_Your objective_:
Can you arrange the data below as a Markdown table with a "Number" column and an "Entry" column, one non-blank line per row and the blank lines left out?
++++ Supplied records
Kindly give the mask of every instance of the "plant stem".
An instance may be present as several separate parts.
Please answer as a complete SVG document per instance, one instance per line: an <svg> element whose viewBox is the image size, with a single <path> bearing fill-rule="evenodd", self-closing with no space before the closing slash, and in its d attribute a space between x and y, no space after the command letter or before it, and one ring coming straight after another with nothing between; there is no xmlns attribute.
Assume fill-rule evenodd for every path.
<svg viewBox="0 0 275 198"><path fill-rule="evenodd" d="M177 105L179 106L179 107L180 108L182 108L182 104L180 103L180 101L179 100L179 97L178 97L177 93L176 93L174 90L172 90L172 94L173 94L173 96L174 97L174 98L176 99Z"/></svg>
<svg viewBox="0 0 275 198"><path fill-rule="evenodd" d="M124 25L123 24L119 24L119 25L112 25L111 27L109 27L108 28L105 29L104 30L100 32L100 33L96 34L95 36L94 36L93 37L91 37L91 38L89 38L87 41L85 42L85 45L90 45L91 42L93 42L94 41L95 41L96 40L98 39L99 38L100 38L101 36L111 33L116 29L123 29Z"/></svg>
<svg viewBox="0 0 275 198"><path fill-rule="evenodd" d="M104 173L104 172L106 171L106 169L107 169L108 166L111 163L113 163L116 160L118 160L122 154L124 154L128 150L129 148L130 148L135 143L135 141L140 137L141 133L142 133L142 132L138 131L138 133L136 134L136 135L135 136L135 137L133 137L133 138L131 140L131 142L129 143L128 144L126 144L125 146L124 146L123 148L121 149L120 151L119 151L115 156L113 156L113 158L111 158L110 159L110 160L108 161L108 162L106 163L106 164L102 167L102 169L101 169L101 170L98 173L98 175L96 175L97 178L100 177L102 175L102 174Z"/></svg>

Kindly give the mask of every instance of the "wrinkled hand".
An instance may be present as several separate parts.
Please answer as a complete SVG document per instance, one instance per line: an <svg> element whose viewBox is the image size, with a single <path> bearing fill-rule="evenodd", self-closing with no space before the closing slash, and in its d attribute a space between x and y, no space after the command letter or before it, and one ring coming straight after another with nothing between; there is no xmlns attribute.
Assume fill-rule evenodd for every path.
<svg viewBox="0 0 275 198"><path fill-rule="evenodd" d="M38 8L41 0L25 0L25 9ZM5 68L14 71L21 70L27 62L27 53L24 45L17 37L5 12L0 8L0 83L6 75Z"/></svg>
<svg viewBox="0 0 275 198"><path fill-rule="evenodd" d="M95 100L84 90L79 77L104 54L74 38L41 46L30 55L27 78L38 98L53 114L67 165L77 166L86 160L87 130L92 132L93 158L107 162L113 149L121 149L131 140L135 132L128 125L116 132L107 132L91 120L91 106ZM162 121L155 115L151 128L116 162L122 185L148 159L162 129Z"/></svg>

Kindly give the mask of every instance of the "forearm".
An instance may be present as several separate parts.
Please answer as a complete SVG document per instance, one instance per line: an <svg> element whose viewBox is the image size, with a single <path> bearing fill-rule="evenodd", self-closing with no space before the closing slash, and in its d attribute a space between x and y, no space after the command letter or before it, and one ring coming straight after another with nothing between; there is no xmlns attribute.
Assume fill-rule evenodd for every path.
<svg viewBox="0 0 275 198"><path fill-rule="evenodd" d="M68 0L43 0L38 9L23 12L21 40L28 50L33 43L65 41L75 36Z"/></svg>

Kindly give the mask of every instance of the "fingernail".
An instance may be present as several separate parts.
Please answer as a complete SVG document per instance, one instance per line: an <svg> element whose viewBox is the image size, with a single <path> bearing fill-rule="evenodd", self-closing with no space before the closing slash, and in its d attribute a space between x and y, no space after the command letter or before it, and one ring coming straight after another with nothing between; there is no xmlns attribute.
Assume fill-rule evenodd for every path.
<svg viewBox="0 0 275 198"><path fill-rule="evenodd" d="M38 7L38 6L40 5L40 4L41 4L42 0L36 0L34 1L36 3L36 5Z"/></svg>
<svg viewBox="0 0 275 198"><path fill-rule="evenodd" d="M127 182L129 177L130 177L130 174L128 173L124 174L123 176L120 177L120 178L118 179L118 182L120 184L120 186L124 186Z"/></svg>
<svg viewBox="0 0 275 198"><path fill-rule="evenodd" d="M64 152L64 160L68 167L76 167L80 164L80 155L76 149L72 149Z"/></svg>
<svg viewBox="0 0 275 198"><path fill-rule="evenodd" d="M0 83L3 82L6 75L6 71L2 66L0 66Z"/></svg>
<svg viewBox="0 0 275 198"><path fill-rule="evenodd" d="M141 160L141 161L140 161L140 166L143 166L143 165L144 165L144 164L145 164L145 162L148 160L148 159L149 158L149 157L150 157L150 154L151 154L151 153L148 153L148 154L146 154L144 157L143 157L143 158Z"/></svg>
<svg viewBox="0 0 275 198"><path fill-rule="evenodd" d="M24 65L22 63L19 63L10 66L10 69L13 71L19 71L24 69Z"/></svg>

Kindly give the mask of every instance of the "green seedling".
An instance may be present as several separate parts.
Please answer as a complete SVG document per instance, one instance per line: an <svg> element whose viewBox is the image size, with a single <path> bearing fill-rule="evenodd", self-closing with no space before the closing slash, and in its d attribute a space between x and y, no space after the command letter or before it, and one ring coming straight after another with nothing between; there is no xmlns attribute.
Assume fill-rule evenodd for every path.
++++++++
_Reply to the exercise_:
| Number | Entry |
|---|---|
| 1 | Kindly give the mask of every instance of the "plant stem". |
| 2 | An instance may be present as several separate parts. |
| 3 | Please answer as a complete SVG document per instance, one instance per line: an <svg> element whose viewBox is the image size, with a single <path> bearing fill-rule="evenodd", self-closing with no space before the closing slash, and in its d attribute a space between x and y, no space after the command letter or before it, and one ring coming straight after another with nothing between; there is no xmlns attribute. |
| 4 | Assume fill-rule evenodd for every path. |
| 5 | <svg viewBox="0 0 275 198"><path fill-rule="evenodd" d="M177 105L179 106L179 107L180 108L182 108L182 104L180 103L180 101L179 100L179 97L178 97L177 93L176 93L174 90L172 90L172 94L173 94L173 96L174 97L174 98L176 99Z"/></svg> |
| 6 | <svg viewBox="0 0 275 198"><path fill-rule="evenodd" d="M124 25L123 24L119 24L119 25L112 25L111 27L109 27L108 28L105 29L104 30L100 32L100 33L96 34L95 36L94 36L93 37L91 37L91 38L89 38L87 41L85 42L85 45L90 45L91 42L93 42L94 41L95 41L96 40L98 39L99 38L100 38L101 36L111 33L116 29L123 29Z"/></svg> |
| 7 | <svg viewBox="0 0 275 198"><path fill-rule="evenodd" d="M104 173L104 172L106 171L106 169L107 169L108 166L111 163L113 163L116 160L118 160L122 154L124 154L128 150L129 148L130 148L135 143L135 141L140 137L141 133L142 133L142 132L138 131L138 133L136 134L136 135L135 136L135 137L133 137L133 138L131 140L131 142L129 143L128 144L126 144L125 146L124 146L123 148L121 149L120 151L119 151L115 156L113 156L113 158L111 158L110 159L110 160L108 161L108 162L106 163L106 164L102 167L102 169L101 169L101 170L98 173L98 175L96 175L97 178L100 177L102 175L102 174Z"/></svg> |
| 8 | Kindly give the mask of every instance of the "wrinkled hand". |
| 9 | An instance may be present as several separate parts. |
| 10 | Please answer as a complete SVG document per instance, one instance per line: an <svg> element whose viewBox is the image size, with a single <path> bearing fill-rule="evenodd", self-closing with no space before the closing slash, and in its d attribute a space between x and y, no space after the command letter or before it, and one ring coming straight after another with nothing between; there is no xmlns attribute. |
| 11 | Assume fill-rule evenodd for every path. |
| 12 | <svg viewBox="0 0 275 198"><path fill-rule="evenodd" d="M38 8L41 0L25 0L25 9ZM5 68L14 71L21 70L27 62L27 53L24 45L17 37L5 12L0 8L0 83L6 75Z"/></svg> |
| 13 | <svg viewBox="0 0 275 198"><path fill-rule="evenodd" d="M95 100L84 90L79 77L104 54L74 38L41 46L30 55L27 78L38 98L53 114L67 165L77 166L86 160L87 130L92 132L93 158L107 162L113 149L121 149L131 140L135 132L128 125L116 132L107 132L91 120L91 106ZM162 121L155 115L151 128L116 162L122 185L148 159L162 129Z"/></svg> |
| 14 | Kindly give the mask of every instance of the "forearm". |
| 15 | An instance may be present as several separate parts. |
| 16 | Please answer as a complete SVG document per instance, one instance per line: an <svg> element whose viewBox is the image size, with a single <path> bearing fill-rule="evenodd", self-closing with no space before the closing slash, and in its d attribute a space between x and y, no space after the command letter or before it, and one ring coming straight after another with nothing between; there is no xmlns attribute. |
| 17 | Assume fill-rule evenodd for every path. |
| 18 | <svg viewBox="0 0 275 198"><path fill-rule="evenodd" d="M68 0L43 0L38 9L23 12L21 40L28 50L33 43L65 41L75 36Z"/></svg> |
| 19 | Kindly give the mask of every instance of the "fingernail". |
| 20 | An instance may be present as several separate parts. |
| 21 | Please answer as a complete SVG document per instance, one instance per line: an <svg> element whose viewBox is the image size, with a single <path> bearing fill-rule="evenodd", self-closing with no space before the closing slash, and in its d attribute a space between x and y, no space after the command letter or before it, and one ring coming straight after another with nothing between; there is no xmlns attribute. |
| 22 | Assume fill-rule evenodd for every path. |
| 23 | <svg viewBox="0 0 275 198"><path fill-rule="evenodd" d="M38 7L38 6L40 5L40 4L41 4L42 0L36 0L34 1L36 3L36 5Z"/></svg> |
| 24 | <svg viewBox="0 0 275 198"><path fill-rule="evenodd" d="M127 182L129 177L130 177L130 174L128 173L124 174L123 176L120 177L120 178L118 179L118 182L120 184L120 186L124 186Z"/></svg> |
| 25 | <svg viewBox="0 0 275 198"><path fill-rule="evenodd" d="M64 152L64 160L68 167L76 167L80 164L80 155L76 149L72 149Z"/></svg> |
| 26 | <svg viewBox="0 0 275 198"><path fill-rule="evenodd" d="M0 83L3 82L6 75L6 71L2 66L0 66Z"/></svg> |
| 27 | <svg viewBox="0 0 275 198"><path fill-rule="evenodd" d="M141 160L141 161L140 161L140 166L143 166L143 165L144 165L144 164L145 164L145 162L148 160L148 159L149 158L149 157L150 157L150 154L151 154L151 153L148 153L148 154L146 154L144 157L143 157L143 158Z"/></svg> |
| 28 | <svg viewBox="0 0 275 198"><path fill-rule="evenodd" d="M24 65L22 63L19 63L10 66L10 69L13 71L19 71L24 69Z"/></svg> |
| 29 | Kindly give the mask of every instance of the "green seedling". |
| 30 | An instance may be present as several separate parts. |
| 31 | Please answer as a complete SVG document per instance, one instance per line: an <svg> element whose viewBox is the image size, with a single <path> bearing fill-rule="evenodd", self-closing with no space before the closing slash, and in its d attribute a space between x and y, no space after the command letter or before it, and one ring coming straight after another with nothing between; there is no xmlns attribute. |
| 32 | Assume fill-rule evenodd for every path. |